Exactly reproduce each line of the listing that follows.

[Point annotation dataset records]
▽

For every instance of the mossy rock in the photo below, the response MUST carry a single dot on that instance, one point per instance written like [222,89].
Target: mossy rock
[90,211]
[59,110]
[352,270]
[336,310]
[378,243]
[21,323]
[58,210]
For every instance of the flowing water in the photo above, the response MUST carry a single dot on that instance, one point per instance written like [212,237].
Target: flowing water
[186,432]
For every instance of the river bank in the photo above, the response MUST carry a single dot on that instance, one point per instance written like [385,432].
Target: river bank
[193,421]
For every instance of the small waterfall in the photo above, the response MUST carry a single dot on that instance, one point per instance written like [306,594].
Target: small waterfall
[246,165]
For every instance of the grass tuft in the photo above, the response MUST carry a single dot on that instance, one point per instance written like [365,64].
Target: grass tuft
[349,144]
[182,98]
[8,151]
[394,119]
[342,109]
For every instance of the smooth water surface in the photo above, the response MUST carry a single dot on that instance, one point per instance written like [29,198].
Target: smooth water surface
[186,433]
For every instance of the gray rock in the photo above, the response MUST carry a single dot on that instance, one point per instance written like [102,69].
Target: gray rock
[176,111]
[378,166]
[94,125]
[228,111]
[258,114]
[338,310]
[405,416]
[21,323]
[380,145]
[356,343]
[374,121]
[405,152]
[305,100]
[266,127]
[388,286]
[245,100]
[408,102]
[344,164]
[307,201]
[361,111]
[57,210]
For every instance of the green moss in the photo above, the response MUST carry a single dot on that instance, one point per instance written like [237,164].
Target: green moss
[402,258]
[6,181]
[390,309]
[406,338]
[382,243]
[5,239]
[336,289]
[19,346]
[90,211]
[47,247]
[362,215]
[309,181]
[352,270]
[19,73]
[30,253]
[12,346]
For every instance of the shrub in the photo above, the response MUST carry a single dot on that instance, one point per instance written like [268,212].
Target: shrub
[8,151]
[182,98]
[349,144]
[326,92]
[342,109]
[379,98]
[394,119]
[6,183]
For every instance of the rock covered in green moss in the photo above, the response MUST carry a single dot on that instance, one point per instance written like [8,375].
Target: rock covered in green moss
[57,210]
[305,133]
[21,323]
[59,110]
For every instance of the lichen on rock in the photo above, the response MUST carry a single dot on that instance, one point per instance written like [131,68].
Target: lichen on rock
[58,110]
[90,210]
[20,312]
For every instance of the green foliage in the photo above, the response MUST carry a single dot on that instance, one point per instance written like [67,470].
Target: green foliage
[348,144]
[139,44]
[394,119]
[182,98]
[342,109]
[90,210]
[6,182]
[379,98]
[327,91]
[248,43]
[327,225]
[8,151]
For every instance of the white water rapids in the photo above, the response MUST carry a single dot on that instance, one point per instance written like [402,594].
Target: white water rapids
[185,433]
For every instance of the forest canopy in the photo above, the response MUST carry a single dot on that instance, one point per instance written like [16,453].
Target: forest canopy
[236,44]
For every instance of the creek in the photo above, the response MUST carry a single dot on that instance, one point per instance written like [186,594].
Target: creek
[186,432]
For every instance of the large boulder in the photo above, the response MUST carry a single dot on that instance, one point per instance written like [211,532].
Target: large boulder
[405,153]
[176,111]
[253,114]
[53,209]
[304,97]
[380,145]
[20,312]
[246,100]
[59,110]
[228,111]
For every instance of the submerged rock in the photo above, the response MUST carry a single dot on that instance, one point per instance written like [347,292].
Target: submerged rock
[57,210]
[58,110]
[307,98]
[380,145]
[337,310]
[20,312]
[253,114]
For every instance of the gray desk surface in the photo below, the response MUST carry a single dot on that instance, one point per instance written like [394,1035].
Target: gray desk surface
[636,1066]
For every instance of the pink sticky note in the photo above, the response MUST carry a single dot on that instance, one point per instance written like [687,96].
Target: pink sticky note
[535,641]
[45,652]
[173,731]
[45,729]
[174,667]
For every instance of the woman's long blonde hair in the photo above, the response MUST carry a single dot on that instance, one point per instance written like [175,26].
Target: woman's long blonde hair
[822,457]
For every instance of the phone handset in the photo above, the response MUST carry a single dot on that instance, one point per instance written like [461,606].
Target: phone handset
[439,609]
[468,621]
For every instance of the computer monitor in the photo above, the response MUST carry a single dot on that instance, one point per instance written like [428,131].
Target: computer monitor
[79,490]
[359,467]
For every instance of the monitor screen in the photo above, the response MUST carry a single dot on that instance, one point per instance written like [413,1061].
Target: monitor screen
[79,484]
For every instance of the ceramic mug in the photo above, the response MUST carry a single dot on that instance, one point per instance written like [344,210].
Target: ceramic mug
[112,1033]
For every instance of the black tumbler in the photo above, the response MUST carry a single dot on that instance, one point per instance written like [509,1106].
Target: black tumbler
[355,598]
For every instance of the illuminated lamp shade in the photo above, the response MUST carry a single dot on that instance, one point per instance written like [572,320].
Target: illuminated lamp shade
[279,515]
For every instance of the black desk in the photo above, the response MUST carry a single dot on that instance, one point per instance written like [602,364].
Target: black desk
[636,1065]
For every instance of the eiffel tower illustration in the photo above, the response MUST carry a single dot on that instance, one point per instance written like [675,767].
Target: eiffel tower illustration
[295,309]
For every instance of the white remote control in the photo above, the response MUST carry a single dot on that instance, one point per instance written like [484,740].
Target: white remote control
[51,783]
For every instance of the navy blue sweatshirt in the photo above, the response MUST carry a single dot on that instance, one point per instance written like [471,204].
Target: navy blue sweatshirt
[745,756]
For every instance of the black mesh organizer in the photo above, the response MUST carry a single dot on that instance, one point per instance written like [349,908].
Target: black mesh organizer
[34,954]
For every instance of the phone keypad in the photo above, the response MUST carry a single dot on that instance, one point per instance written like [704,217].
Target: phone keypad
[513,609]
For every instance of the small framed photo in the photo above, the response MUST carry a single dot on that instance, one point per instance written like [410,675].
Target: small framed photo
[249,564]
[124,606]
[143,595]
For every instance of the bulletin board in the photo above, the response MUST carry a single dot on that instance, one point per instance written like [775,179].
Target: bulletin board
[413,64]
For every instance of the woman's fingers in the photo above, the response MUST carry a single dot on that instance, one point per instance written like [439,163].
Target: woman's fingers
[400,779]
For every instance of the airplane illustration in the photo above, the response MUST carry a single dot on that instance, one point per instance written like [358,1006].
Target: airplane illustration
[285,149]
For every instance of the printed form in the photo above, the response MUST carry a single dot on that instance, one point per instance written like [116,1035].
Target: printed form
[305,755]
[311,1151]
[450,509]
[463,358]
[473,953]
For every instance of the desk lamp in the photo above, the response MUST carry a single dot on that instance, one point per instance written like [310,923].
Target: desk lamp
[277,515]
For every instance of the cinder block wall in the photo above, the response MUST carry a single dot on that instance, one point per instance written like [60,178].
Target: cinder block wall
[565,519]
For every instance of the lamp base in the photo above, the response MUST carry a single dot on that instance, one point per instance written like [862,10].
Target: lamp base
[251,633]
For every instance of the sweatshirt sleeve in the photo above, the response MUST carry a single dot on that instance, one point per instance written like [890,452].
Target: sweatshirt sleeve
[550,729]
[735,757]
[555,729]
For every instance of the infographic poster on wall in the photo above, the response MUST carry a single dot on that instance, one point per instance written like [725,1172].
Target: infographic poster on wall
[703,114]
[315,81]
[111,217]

△

SOLVED PROBLEM
For every instance of the mossy rock in the photo below, the response MUST carry a single dot on that instance, one point per instance written like [222,89].
Target: mossy rock
[90,211]
[59,110]
[352,270]
[336,310]
[378,243]
[21,323]
[58,210]
For every instance of the flowing water in the photo above, the response MUST carry a single dot on that instance, one point per instance written like [212,237].
Target: flowing water
[186,432]
For every instance of the river bank in the photo above, the response MUST carry a single dot on that instance, one point per instance written like [385,432].
Target: river bank
[193,421]
For every instance of the small waterfall in the photo above, the response MUST carry a single dot on that instance, one point per instance written like [306,594].
Target: small waterfall
[246,165]
For every instance of the grass tuft in the photo above, the response MUST carry a single dot on that instance, one point per instance written like [365,64].
Target: grass tuft
[349,144]
[182,98]
[8,151]
[394,119]
[342,109]
For every instance of the smooth water surface in the photo above, the response MUST carry a single dot on that instance, one point per instance written like [29,198].
Target: smooth water surface
[186,433]
For every instance of the gray rock in the photo above, the response MUST carry a single dot on that instance, one point per instance written like [102,69].
Target: gray rock
[176,111]
[378,166]
[94,125]
[228,111]
[258,114]
[338,310]
[405,416]
[21,323]
[380,145]
[356,343]
[374,121]
[405,152]
[305,100]
[266,127]
[388,286]
[245,100]
[408,102]
[344,164]
[307,201]
[361,111]
[57,210]
For every instance of the green moss in the photo above, the response MUST carry a single dot on that instance, one point per instance written like [237,164].
Target: green moss
[402,258]
[6,181]
[390,309]
[406,338]
[382,243]
[5,239]
[336,289]
[19,346]
[90,211]
[47,247]
[362,215]
[309,181]
[352,270]
[19,73]
[30,253]
[12,346]
For every instance of the shrub in the photo above, the response MUST carry a single dot on that instance, one point per instance written like [268,212].
Target: shrub
[8,151]
[182,98]
[349,144]
[326,92]
[342,109]
[379,98]
[394,119]
[6,183]
For every instance of the rock covered in green moss in the photo above, the response MUST carry a single dot on that instance, one point per instance written like [8,375].
Target: rock covered in green moss
[57,210]
[305,133]
[21,323]
[59,110]
For every instance of the lichen on rock in the photo above, the response MUST carry a single dot on that instance, one point per instance written like [131,68].
Target: lichen on rock
[58,110]
[90,210]
[20,312]
For every instance of the green foliage in the photo above, the response MUST carry a single dot on that instance, one point per instance written like [67,470].
Target: green foliage
[348,144]
[139,44]
[394,119]
[182,98]
[342,109]
[90,210]
[6,182]
[379,98]
[327,91]
[248,43]
[327,225]
[8,151]
For every instance of the white water rapids in the photo above, the response MUST carry a single dot on that instance, one point per instance written like [402,594].
Target: white water rapids
[185,433]
For every instance of the forest canopy in the photo above, the response MUST carry a single dot on that instance, one point per instance written like [16,453].
Target: forest canopy
[236,44]
For every instance of the creek in the photo above, the response MUST carry a single dot on that instance, one point per instance written like [186,594].
Target: creek
[186,432]
For every instance of the large boulder in the photo above, the response MUST carry a single dot on that instance, one point per instance written like [211,532].
Target: large boulder
[405,153]
[176,111]
[253,114]
[53,209]
[304,97]
[380,145]
[20,312]
[246,100]
[59,110]
[228,111]
For every instance of the submerged rock in the photo above, the response MUST carry a single dot on that instance, one point per instance written like [347,292].
Target: submerged rock
[57,210]
[58,110]
[307,98]
[380,145]
[337,310]
[20,312]
[253,114]
For every instance of the gray desk surface in the photo below, the response MUST carry a single dot on that instance, one point per instance written like [394,1035].
Target: gray desk surface
[636,1066]
For every instance of the pink sticky note in the photo above, the response MUST carry a single dot on that instance, one point per instance written like [687,96].
Target: pink sticky note
[535,641]
[45,652]
[173,731]
[45,729]
[174,667]
For every instance of the woman's long blonde hair in the photo above, the response MUST carry a single dot on that instance, one point per instance written like [175,26].
Target: woman's long blonde hair
[822,457]
For every instance of the phone handset in the photo above, the response MUST carry a single dot on that instance, one point per instance written like [461,606].
Target: phone handset
[439,609]
[468,621]
For every instance of the computer monitor in the photo above, the response MUST carry a single dot on that instance, one point per instance written like [428,131].
Target: computer monitor
[79,490]
[359,467]
For every instance of the monitor screen in the photo above, the response MUST carry a single dot on that instance, one point per instance written like [413,1061].
Target: monitor screen
[79,484]
For every instance of the ceramic mug in the photo above, the response MUST carry a single dot on that instance, one point per instance written like [344,210].
Target: ceramic mug
[112,1033]
For every instance of the black tumbler in the photo above, the response MUST carry a single dot on that instance, one point per instance written like [509,1106].
Target: black tumbler
[355,598]
For every instance of the illuminated lamp shade in the photo above, the response MUST carry a single dot on that instance, one point per instance written like [572,320].
Target: illuminated lamp shade
[279,515]
For every instance of the black desk in the photo above, the response MUST carry a single dot on that instance, one point per instance written like [602,364].
Target: black desk
[636,1065]
For every instance of the eiffel tower illustration in the photo above, the response MUST carry a single dot on that instance, one point per instance written like [675,767].
Target: eiffel tower illustration
[295,309]
For every instance of the white remote control in the photo above, the response MUST carry a single dot on that instance, one point per instance written like [484,740].
Target: white remote control
[51,783]
For every instance of the navy blue sweatshirt in the photo above, the response MUST carry a single dot on that instance, one point per instance written like [471,204].
Target: navy blue sweatshirt
[745,756]
For every instance of the black mesh organizer in the photo above, the response MUST carry a single dot on that instance, one point per instance written like [349,908].
Target: black mesh organizer
[34,954]
For every instance of the phone keypad in the photo above, the response MUST carry a single dot on that instance, one point per instance written like [704,217].
Target: phone keypad
[513,609]
For every instance of the small framed photo in the photo above, the response MUST carry a single dot on that instance, one point per instance written like [410,675].
Target: small framed photo
[249,564]
[124,606]
[143,595]
For every instance of the bulletin board in the photo above, the response MUST carry a single dot on that instance, one point per instance written like [775,179].
Target: bulletin board
[413,64]
For every instance of the woman's fingers in the photo above, the response MUST carry a single dot on that instance, one point per instance written like [439,163].
Target: woman's fingers
[400,779]
For every instance of the airplane illustration in the photo above, the response MUST carry a single dot on that instance, one point per instance written like [358,1006].
Target: airplane illustration
[285,149]
For every instance of the printed form in the photo above, the response MUST carry a single dot on that instance, one point per instance written like [116,1035].
Target: printed form
[305,755]
[311,1151]
[450,509]
[463,358]
[473,953]
For every instance of the desk lamp in the photo above, the response MUST carry a single dot on that instance, one point per instance written like [310,923].
Target: desk lamp
[277,515]
For every instance of the cinder block wall in the photo above, the response MUST carry a single dot on that instance, one point per instance written like [60,178].
Target: cinder block wall
[565,519]
For every instance of the lamp base in the photo above, the response MUST carry a single dot on that instance, one point per instance written like [862,10].
Target: lamp base
[251,633]
For every instance of the sweatshirt sleeve in the photo above, the response MUST carry a single dot on that instance, one point per instance written like [890,452].
Target: sweatshirt sleeve
[550,729]
[735,757]
[555,729]
For every instance of the infographic poster on wall in the photo above, the response MUST carry a single dot on that instance, one point per instance written like [725,1172].
Target: infographic poster on wall
[703,114]
[315,81]
[111,217]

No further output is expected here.